### BRIEF 1
Copy the part of the announcement from "Scholar, Translator, Teacher, Leader: In" to "nation- and world-wide.".
### BRIEF 2
Answer these questions using the announcement:
(a) On what dates does the annual meeting of the Association for Asian Studies take place?
(b) Which organization sponsors the panel in honor of Laurel Rasplica Rodd?
(c) Which two classical Japanese poetry anthologies did she translate?
### BRIEF 3
Translate this sentence from the announcement into Spanish: "Many know of her work as scholar, translator, teacher, and mentor."

### DOCUMENT
Published: March 22, 2016

The annual meeting of the Association for Asian Studies is coming up next week, March 31-April 3, and CAS would like to recognize the many CU professors who will be presenting their work at this meeting, as well as spotlight the special panel in honor of Professor Laurel Rodd, who is retiring after many years of service to the field of Japanese Studies.

Scholar, Translator, Teacher, Leader: In Honor of Laurel Rasplica Rodd - Sponsored by the American Association of Teachers of Japanese (AATJ) - Friday, April 1

Laurel Rasplica Rodd has been a colleague, mentor, and inspirational leader to many in the Japanese language and literature field. On the occasion of her retirement from the University of Colorado, this panel reflects on the impact she has had. Many know of her work as scholar, translator, teacher, and mentor. Her leadership and advocacy, on behalf of Japanese and other foreign languages, have also earned her the thanks and respect of colleagues nation- and world-wide. 

The members of this round table will discuss her impact as a teacher of both language and literature; her prize-winning translations of both the classical Japanese poetry anthologies Kokinshu and Shinkokinshu and the Meiji-era feminist poet Yosano Akiko; her role in expanding and strengthening programs in Japanese at two leading public universities; and the innovative courses and study programs she developed for both students and teachers.

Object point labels
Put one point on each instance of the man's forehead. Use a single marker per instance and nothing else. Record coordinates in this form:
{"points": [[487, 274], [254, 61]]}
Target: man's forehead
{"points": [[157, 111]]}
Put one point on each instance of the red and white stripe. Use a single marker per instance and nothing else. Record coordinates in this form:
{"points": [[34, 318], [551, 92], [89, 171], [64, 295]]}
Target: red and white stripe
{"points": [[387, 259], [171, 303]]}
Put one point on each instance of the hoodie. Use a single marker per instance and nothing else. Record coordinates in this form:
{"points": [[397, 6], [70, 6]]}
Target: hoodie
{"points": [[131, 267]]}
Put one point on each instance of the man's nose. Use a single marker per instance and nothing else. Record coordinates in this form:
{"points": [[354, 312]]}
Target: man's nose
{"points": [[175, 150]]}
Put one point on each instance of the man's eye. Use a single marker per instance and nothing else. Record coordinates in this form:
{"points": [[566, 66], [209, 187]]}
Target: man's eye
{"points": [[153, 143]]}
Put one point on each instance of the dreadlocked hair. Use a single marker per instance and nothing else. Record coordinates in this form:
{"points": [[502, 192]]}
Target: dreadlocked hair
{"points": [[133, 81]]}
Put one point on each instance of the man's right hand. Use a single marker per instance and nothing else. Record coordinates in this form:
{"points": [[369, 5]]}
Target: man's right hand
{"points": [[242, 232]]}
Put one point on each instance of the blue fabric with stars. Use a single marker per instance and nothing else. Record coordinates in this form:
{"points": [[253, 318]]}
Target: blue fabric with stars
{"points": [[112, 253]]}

### WRITTEN RESPONSE 1
Scholar, Translator, Teacher, Leader: In Honor of Laurel Rasplica Rodd - Sponsored by the American Association of Teachers of Japanese (AATJ) - Friday, April 1

Laurel Rasplica Rodd has been a colleague, mentor, and inspirational leader to many in the Japanese language and literature field. On the occasion of her retirement from the University of Colorado, this panel reflects on the impact she has had. Many know of her work as scholar, translator, teacher, and mentor. Her leadership and advocacy, on behalf of Japanese and other foreign languages, have also earned her the thanks and respect of colleagues nation- and world-wide.

### WRITTEN RESPONSE 2
(a) March 31-April 3
(b) The American Association of Teachers of Japanese (AATJ)
(c) Kokinshu and Shinkokinshu

### WRITTEN RESPONSE 3
Muchos conocen su labor como académica, traductora, profesora y mentora.